» **YOUR OBJECTIVE**: Each line below must be set down exactly; omit any image you find.

(Data records)
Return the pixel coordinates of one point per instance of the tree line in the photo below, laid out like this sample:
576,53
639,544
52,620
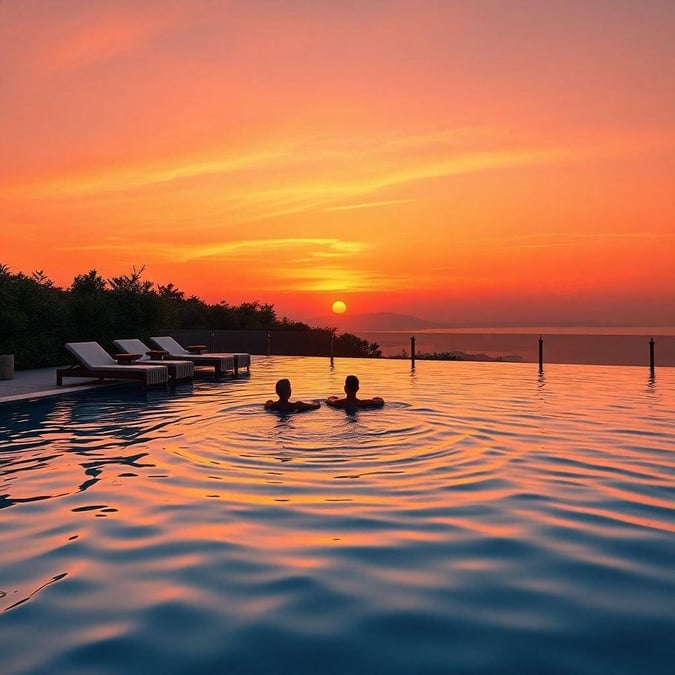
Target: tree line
37,317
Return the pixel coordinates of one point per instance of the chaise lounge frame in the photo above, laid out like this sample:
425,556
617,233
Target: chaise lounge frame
220,362
146,375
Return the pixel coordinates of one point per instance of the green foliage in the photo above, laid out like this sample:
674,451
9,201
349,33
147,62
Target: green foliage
38,318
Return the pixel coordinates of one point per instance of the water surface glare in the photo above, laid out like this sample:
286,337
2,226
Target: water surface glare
488,519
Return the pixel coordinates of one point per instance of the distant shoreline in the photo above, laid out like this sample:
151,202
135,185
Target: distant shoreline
663,331
511,345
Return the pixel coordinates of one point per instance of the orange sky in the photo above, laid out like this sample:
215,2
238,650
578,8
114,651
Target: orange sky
469,162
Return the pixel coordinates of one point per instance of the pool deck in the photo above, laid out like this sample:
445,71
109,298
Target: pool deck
29,384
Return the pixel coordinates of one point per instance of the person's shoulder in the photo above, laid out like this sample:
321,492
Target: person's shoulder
376,402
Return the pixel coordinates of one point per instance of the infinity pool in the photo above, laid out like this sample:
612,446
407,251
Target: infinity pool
487,520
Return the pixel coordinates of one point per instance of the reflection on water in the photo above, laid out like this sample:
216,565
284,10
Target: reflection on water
488,519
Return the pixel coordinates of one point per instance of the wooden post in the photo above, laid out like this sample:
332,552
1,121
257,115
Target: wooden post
651,355
6,366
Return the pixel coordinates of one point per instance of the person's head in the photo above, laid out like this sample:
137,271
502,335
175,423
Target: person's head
283,389
351,385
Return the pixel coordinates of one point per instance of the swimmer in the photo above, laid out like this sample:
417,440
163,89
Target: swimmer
283,389
350,400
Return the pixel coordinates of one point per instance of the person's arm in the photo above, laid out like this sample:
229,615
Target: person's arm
375,402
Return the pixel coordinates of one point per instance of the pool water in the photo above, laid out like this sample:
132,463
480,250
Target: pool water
488,519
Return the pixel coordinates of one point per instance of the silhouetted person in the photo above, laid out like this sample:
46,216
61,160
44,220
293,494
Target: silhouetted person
284,404
351,400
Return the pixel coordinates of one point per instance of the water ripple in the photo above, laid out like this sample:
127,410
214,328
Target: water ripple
488,519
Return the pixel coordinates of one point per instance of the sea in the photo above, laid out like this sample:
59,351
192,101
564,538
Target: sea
624,346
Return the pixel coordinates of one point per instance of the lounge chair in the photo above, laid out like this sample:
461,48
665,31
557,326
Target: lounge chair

» **TASK OUTPUT**:
Return the pixel coordinates of one point per instance of the tree line in the photo below, laid out like this sample:
576,53
639,544
52,620
Target: tree line
37,317
Return the pixel coordinates of one point per instance of the chaise lounge frame in the photo above, laid out like this sample:
425,556
617,233
Target: chaise lounge frame
220,362
146,375
Return the pixel coordinates of one point per instance of the green foliage in the photo above, laid out like this sample:
674,451
9,201
349,33
147,62
Target: green foliage
38,318
Return the pixel coordinates of one point per instance of the water surface glare in the photo above, laid out like this sample:
286,337
2,226
Target: water surface glare
488,519
Return the pixel coordinates of one point per instance of the distant shoreline in the photo above, laid out like this sample:
151,202
135,185
Target: distant shoreline
663,331
511,345
Return the pixel coordinates of one point per instance of the orange sky in the photo above, laid out like this sample:
215,2
238,650
578,8
114,651
Target: orange sky
469,162
Return the pixel coordinates of one point per instance of the pool deck in the photo above, laid out like this sample:
445,71
109,298
Target: pool deck
29,384
Return the pixel coordinates of one point per instance of the person's shoulder in the photo above, laid out like this sample:
321,492
Target: person's shoulder
376,402
Return the pixel coordinates of one point per instance of the infinity pool in the photo above, laid out like this sample:
612,446
407,251
Target: infinity pool
487,520
Return the pixel coordinates of one point per instance of the reflection on water in the photo above, laid out like this sample:
216,565
284,10
Target: reflection on water
488,519
Return the pixel coordinates of one point per instance of the wooden post in the photo above, laid out like this sample:
332,552
1,121
257,115
Target: wooden post
651,355
6,366
Return the pixel coordinates of one point per instance of the person's head in the photo above, laid out like this sample:
137,271
502,335
175,423
Target: person's head
283,389
351,385
Return the pixel coordinates of one point per instance of the swimmer in the photo above, laid out like this sample:
417,440
163,89
Target: swimmer
283,389
350,400
Return the pixel coordinates of one point per instance of the person's arm in the photo above, laid out like this sample:
229,615
Target: person's arm
375,402
Return the pixel coordinates of one point per instance of the pool water in the photo above, laid out like this sample:
132,463
480,250
Target: pool water
488,519
Return the pixel coordinates of one point per instance of the silhouetted person in the photo above, laid out like this sample:
46,216
61,160
44,220
293,494
Target: silhouetted person
284,404
351,400
Return the pixel coordinates of one point per instance of the water ripple in the photo above, laid out like this sample:
127,410
214,328
Target: water ripple
488,519
Return the pixel coordinates of one point per instance of the sea in the photo above, laid out like this sample:
59,351
192,101
564,538
Target: sea
624,346
Return the pixel coordinates of one point per instance of the lounge chair in the photo above, laid out like this sample:
461,48
665,31
557,326
Target: lounge chair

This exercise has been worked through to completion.